_EXERCISE DATA:_
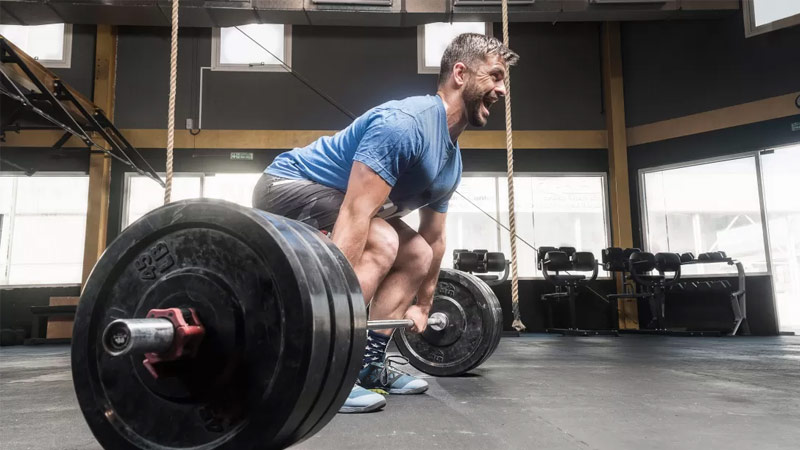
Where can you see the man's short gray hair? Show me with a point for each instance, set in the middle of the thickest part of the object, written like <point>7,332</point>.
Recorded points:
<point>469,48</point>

==

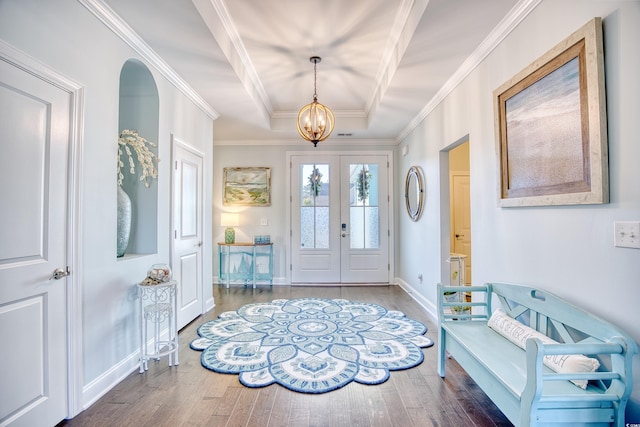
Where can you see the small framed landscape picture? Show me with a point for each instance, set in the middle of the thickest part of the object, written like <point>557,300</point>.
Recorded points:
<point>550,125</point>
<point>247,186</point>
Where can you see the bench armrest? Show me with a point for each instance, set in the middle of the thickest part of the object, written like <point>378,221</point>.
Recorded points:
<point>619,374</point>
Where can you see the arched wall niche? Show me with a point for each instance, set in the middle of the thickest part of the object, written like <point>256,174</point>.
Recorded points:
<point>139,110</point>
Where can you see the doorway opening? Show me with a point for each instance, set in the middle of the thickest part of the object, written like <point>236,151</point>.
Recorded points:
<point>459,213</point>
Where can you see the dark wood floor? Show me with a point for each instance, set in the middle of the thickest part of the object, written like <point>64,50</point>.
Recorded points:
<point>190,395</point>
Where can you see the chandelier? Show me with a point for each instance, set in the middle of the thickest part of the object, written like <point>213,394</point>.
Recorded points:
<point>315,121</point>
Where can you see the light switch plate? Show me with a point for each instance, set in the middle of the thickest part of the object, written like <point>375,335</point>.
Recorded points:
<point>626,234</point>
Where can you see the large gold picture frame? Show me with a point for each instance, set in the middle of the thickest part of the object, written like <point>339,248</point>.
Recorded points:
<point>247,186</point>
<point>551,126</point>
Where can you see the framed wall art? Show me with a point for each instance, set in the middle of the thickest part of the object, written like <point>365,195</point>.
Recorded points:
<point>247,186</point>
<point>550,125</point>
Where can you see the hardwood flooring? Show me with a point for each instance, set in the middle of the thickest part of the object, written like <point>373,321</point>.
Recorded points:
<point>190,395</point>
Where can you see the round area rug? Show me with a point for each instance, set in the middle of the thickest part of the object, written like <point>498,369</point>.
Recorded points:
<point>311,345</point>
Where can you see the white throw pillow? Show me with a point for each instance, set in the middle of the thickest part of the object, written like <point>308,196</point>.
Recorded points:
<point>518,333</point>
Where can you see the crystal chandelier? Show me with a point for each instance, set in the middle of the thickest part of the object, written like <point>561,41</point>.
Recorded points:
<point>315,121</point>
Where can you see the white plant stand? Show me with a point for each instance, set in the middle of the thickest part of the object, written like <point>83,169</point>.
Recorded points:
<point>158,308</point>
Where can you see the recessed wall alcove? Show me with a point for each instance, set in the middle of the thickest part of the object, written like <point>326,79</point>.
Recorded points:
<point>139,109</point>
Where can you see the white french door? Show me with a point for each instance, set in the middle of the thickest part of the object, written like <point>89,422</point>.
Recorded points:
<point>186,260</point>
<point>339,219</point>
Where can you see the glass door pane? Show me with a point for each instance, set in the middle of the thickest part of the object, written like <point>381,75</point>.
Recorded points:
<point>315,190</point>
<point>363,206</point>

---

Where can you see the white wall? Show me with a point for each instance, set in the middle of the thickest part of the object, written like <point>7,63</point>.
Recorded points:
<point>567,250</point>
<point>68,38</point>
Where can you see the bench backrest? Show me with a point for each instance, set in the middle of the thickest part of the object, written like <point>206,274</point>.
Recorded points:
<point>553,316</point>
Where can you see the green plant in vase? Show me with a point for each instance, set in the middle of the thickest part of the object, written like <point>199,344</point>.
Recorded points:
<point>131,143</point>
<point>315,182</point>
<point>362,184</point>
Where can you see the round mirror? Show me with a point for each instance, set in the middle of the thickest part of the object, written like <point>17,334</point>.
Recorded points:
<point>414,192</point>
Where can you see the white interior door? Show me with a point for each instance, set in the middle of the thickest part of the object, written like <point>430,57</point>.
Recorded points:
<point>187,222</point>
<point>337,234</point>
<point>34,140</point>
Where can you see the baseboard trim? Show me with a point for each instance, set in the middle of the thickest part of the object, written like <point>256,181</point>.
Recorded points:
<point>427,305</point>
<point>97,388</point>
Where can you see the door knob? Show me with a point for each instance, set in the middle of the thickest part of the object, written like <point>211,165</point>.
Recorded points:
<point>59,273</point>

_GOAL OF THE EXERCISE:_
Copy the lines from the one containing "Where can you see the man's" up to and including the one containing "<point>469,48</point>", swapping "short gray hair" for "short silver hair" and changing nothing else.

_CORRECT ANSWER:_
Where can you see the man's short silver hair? Show me with a point for each instance, set in the middle of the thickest part of the object, written like <point>7,332</point>.
Recorded points:
<point>469,48</point>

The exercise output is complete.